Text segment:
┏━━
Comebacks don’t always work. Bjorn Borg staged ill-fated returns years after retiring at just 26. Michael Mewshaw described Borg as “unshaven, his long hair lank and dirty, wearing a rumpled velour warm-up.” Curry Kirkpatrick wrote that Borg’s return became “a tragicomic carnival. A phrase came to French lips: La mer s’est élevée avec les pleurs. The sea has risen with tears.”

To recapture their bliss, players have run up mountains, used panther tails, and played in braces and boots. To Agassi, comebacks are “symbolic of the battle we all go through, a testament to how strong the human spirit is.”

Serena’s return now feels familiar, and perhaps fitting. Comebacks are about refusing finality, disappearance, and the idea that time or expectations get the last word.

Tennis itself staged the ultimate comeback after Covid in 2021. Jon Wertheim noted, “If microbes have the advantage to create ruptures in the lives of billions, we humans have our own powers – our intelligence, empathy and our ability to cooperate.”

When it comes to theatrical returns, nothing tops Connors’ over-the-top, crotch-grabbing, operatic run to the 1991 US Open semis, which remains a treasure for those who dream of immortality.
┗━━
Activities:
1. Please retype the stretch of the passage on tennis comebacks from "To recapture their" through "the last word.".
2. Extend the passage on tennis comebacks, picking up after its last sentence.

Supplied information:
┏━━
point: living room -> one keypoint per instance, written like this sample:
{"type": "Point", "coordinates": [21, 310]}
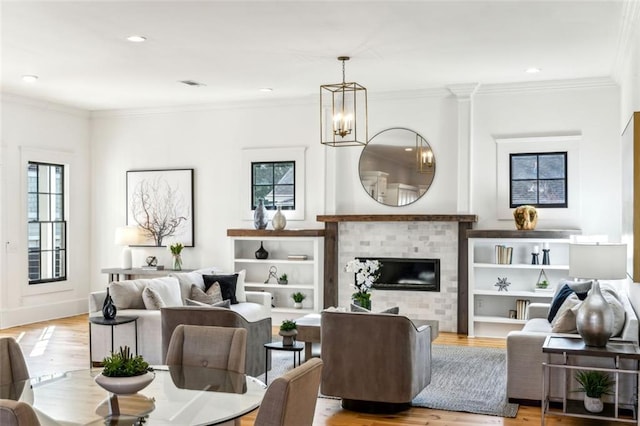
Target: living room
{"type": "Point", "coordinates": [462, 118]}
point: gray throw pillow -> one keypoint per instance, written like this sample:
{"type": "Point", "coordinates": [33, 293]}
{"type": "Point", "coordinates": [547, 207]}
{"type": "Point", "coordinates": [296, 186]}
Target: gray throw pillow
{"type": "Point", "coordinates": [212, 295]}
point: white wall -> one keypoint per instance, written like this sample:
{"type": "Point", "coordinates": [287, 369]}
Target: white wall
{"type": "Point", "coordinates": [34, 129]}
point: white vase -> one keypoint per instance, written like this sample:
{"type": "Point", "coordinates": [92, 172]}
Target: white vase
{"type": "Point", "coordinates": [279, 221]}
{"type": "Point", "coordinates": [593, 405]}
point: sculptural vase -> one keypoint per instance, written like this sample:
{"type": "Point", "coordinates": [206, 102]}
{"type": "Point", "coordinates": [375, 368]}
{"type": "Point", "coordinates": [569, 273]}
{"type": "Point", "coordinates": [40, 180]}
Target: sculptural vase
{"type": "Point", "coordinates": [594, 319]}
{"type": "Point", "coordinates": [108, 308]}
{"type": "Point", "coordinates": [260, 219]}
{"type": "Point", "coordinates": [279, 221]}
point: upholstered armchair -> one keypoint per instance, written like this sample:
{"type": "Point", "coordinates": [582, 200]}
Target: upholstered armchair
{"type": "Point", "coordinates": [291, 398]}
{"type": "Point", "coordinates": [374, 362]}
{"type": "Point", "coordinates": [258, 332]}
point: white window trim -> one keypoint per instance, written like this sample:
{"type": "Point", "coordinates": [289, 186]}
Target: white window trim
{"type": "Point", "coordinates": [65, 159]}
{"type": "Point", "coordinates": [253, 155]}
{"type": "Point", "coordinates": [539, 144]}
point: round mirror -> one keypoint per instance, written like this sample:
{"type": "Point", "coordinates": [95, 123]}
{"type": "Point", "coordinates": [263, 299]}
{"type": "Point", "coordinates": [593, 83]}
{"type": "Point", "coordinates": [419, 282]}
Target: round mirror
{"type": "Point", "coordinates": [397, 166]}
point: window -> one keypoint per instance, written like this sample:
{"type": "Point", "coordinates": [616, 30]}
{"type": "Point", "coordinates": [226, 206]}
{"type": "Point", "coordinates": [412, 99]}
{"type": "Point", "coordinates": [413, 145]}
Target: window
{"type": "Point", "coordinates": [538, 179]}
{"type": "Point", "coordinates": [47, 228]}
{"type": "Point", "coordinates": [275, 183]}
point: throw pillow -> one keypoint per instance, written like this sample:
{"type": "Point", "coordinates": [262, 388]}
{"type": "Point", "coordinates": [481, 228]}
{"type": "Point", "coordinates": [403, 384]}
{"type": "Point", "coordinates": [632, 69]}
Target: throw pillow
{"type": "Point", "coordinates": [222, 304]}
{"type": "Point", "coordinates": [152, 299]}
{"type": "Point", "coordinates": [564, 292]}
{"type": "Point", "coordinates": [169, 290]}
{"type": "Point", "coordinates": [227, 285]}
{"type": "Point", "coordinates": [565, 319]}
{"type": "Point", "coordinates": [212, 295]}
{"type": "Point", "coordinates": [241, 296]}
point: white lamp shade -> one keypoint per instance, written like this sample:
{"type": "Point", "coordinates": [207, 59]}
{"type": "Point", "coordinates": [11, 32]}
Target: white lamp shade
{"type": "Point", "coordinates": [128, 236]}
{"type": "Point", "coordinates": [598, 261]}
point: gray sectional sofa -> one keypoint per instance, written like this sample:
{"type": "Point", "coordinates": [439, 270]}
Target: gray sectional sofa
{"type": "Point", "coordinates": [525, 357]}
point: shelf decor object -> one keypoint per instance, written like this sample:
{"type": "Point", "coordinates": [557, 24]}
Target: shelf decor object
{"type": "Point", "coordinates": [343, 113]}
{"type": "Point", "coordinates": [594, 319]}
{"type": "Point", "coordinates": [526, 218]}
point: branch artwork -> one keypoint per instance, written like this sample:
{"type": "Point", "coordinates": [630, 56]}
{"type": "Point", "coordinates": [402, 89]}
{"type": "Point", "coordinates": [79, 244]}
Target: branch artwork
{"type": "Point", "coordinates": [159, 205]}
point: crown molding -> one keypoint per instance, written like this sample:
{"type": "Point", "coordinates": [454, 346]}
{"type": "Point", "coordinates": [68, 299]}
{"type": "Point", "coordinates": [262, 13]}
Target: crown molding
{"type": "Point", "coordinates": [549, 85]}
{"type": "Point", "coordinates": [629, 23]}
{"type": "Point", "coordinates": [41, 104]}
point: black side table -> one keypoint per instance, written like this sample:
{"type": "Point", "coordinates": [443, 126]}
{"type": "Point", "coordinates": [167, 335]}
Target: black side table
{"type": "Point", "coordinates": [278, 346]}
{"type": "Point", "coordinates": [119, 320]}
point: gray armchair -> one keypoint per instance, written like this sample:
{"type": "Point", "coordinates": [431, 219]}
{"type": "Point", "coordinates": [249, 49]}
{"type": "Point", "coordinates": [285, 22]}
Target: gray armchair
{"type": "Point", "coordinates": [258, 332]}
{"type": "Point", "coordinates": [375, 362]}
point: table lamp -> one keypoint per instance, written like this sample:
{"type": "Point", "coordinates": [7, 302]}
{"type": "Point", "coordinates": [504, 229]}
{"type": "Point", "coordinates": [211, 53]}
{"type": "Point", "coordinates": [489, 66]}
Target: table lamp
{"type": "Point", "coordinates": [127, 236]}
{"type": "Point", "coordinates": [594, 319]}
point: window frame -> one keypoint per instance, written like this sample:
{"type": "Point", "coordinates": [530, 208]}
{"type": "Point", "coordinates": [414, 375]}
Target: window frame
{"type": "Point", "coordinates": [59, 263]}
{"type": "Point", "coordinates": [565, 179]}
{"type": "Point", "coordinates": [273, 185]}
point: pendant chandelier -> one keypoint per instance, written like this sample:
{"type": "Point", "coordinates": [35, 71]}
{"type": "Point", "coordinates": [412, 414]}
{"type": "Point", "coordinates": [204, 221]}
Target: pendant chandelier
{"type": "Point", "coordinates": [343, 112]}
{"type": "Point", "coordinates": [424, 155]}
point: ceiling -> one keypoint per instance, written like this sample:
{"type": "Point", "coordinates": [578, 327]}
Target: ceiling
{"type": "Point", "coordinates": [80, 53]}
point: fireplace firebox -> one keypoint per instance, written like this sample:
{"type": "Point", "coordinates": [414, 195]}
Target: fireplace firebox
{"type": "Point", "coordinates": [407, 274]}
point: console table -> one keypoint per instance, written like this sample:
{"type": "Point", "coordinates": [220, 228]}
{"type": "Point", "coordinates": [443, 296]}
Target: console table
{"type": "Point", "coordinates": [571, 347]}
{"type": "Point", "coordinates": [127, 274]}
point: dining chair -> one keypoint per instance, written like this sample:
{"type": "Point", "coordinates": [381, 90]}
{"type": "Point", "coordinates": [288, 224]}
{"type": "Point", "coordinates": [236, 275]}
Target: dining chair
{"type": "Point", "coordinates": [17, 413]}
{"type": "Point", "coordinates": [207, 346]}
{"type": "Point", "coordinates": [291, 399]}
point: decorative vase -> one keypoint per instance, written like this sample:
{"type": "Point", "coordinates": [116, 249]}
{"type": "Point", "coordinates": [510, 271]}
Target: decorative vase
{"type": "Point", "coordinates": [261, 253]}
{"type": "Point", "coordinates": [177, 262]}
{"type": "Point", "coordinates": [260, 219]}
{"type": "Point", "coordinates": [279, 220]}
{"type": "Point", "coordinates": [108, 308]}
{"type": "Point", "coordinates": [526, 217]}
{"type": "Point", "coordinates": [594, 319]}
{"type": "Point", "coordinates": [288, 337]}
{"type": "Point", "coordinates": [593, 405]}
{"type": "Point", "coordinates": [125, 385]}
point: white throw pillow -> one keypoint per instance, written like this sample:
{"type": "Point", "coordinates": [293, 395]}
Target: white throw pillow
{"type": "Point", "coordinates": [168, 289]}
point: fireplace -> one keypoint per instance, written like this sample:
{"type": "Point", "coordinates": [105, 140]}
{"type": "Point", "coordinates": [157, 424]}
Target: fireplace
{"type": "Point", "coordinates": [407, 274]}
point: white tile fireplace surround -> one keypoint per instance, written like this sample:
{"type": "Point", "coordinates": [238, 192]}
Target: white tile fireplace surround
{"type": "Point", "coordinates": [433, 240]}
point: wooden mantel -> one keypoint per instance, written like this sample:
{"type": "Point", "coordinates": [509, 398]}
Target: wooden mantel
{"type": "Point", "coordinates": [331, 267]}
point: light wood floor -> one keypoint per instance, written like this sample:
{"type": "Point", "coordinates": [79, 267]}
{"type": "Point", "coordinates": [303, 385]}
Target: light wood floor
{"type": "Point", "coordinates": [62, 345]}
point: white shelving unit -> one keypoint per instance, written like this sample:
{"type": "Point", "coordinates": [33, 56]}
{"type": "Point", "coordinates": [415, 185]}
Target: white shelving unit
{"type": "Point", "coordinates": [488, 307]}
{"type": "Point", "coordinates": [305, 276]}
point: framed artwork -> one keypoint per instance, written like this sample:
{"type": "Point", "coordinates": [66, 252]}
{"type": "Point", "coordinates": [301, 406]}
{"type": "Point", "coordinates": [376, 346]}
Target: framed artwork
{"type": "Point", "coordinates": [160, 202]}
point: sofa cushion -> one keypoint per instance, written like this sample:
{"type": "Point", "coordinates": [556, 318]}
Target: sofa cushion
{"type": "Point", "coordinates": [212, 295]}
{"type": "Point", "coordinates": [152, 299]}
{"type": "Point", "coordinates": [227, 285]}
{"type": "Point", "coordinates": [128, 294]}
{"type": "Point", "coordinates": [221, 304]}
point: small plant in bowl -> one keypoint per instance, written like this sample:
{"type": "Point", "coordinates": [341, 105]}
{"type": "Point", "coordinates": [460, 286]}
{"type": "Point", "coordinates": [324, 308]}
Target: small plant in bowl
{"type": "Point", "coordinates": [594, 384]}
{"type": "Point", "coordinates": [297, 299]}
{"type": "Point", "coordinates": [288, 331]}
{"type": "Point", "coordinates": [125, 373]}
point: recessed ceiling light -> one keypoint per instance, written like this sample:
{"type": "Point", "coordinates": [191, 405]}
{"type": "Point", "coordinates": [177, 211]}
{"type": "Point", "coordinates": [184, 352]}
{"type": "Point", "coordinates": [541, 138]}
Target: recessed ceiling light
{"type": "Point", "coordinates": [136, 38]}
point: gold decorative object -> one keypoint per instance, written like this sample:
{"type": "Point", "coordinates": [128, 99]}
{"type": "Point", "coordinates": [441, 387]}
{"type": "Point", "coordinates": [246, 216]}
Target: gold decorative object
{"type": "Point", "coordinates": [526, 218]}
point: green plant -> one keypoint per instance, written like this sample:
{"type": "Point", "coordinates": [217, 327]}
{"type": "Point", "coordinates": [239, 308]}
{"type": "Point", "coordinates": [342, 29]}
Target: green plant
{"type": "Point", "coordinates": [298, 297]}
{"type": "Point", "coordinates": [288, 325]}
{"type": "Point", "coordinates": [594, 383]}
{"type": "Point", "coordinates": [124, 364]}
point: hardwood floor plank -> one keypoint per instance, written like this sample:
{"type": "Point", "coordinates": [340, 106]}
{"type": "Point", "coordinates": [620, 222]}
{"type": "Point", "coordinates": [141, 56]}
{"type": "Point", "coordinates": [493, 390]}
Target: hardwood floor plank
{"type": "Point", "coordinates": [62, 345]}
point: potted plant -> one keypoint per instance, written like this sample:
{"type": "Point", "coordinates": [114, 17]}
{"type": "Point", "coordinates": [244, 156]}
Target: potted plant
{"type": "Point", "coordinates": [124, 373]}
{"type": "Point", "coordinates": [594, 384]}
{"type": "Point", "coordinates": [288, 331]}
{"type": "Point", "coordinates": [297, 299]}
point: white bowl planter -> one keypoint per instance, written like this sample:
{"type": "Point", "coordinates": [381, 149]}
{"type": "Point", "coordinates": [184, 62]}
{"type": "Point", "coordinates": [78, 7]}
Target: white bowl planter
{"type": "Point", "coordinates": [125, 385]}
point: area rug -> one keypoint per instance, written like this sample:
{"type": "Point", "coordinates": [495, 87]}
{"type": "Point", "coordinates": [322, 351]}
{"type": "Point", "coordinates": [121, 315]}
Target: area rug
{"type": "Point", "coordinates": [467, 379]}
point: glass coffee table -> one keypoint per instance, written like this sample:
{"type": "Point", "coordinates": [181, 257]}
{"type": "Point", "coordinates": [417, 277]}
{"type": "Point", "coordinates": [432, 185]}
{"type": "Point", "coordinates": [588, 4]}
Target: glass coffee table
{"type": "Point", "coordinates": [177, 396]}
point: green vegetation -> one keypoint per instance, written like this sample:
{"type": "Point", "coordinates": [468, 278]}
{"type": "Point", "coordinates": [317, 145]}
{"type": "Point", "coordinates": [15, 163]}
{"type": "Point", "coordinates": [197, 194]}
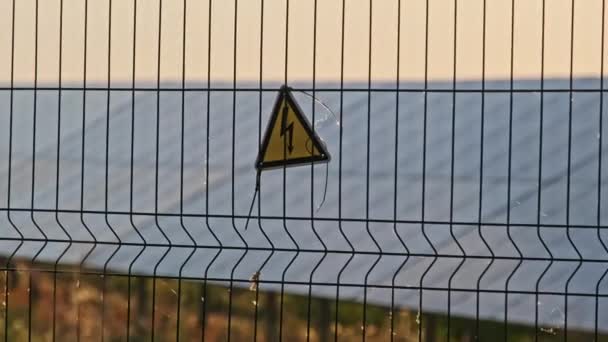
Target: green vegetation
┗━━
Responses by item number:
1.
To recapture their bliss, players have run up mountains, used panther tails, and played in braces and boots. To Agassi, comebacks are “symbolic of the battle we all go through, a testament to how strong the human spirit is.”

Serena’s return now feels familiar, and perhaps fitting. Comebacks are about refusing finality, disappearance, and the idea that time or expectations get the last word.

2.
While writer Bruce Jenkins contended that Jimmy’s run was “the most rollicking, tempestuous, unforgettable episode in Grand Slam history,” Robert Lipsyte focused on Connors’ shameless delight, saying, “Jimmy reminds us all how much we have given up by growing up. Lucky Jimmy. If only we could once again stop the party…make all the grownups applaud our naughty words, dance through the hors d’oeuvres, posture and preen and be a terrible two, the only time when a human being will be loved for conquering the world while crying.”

But, in the end, to capture the grit of sports comebacks, we call on LeBron James, who suggested: “We’ve all been underestimated and counted out…In those moments, we felt like it was over. But it’s when we’re given no chance that we did what no one thought we could, not even ourselves…We found a way. If we’ve learned anything from sports, it’s that no matter how far down we may be, we are never too far down to come back.”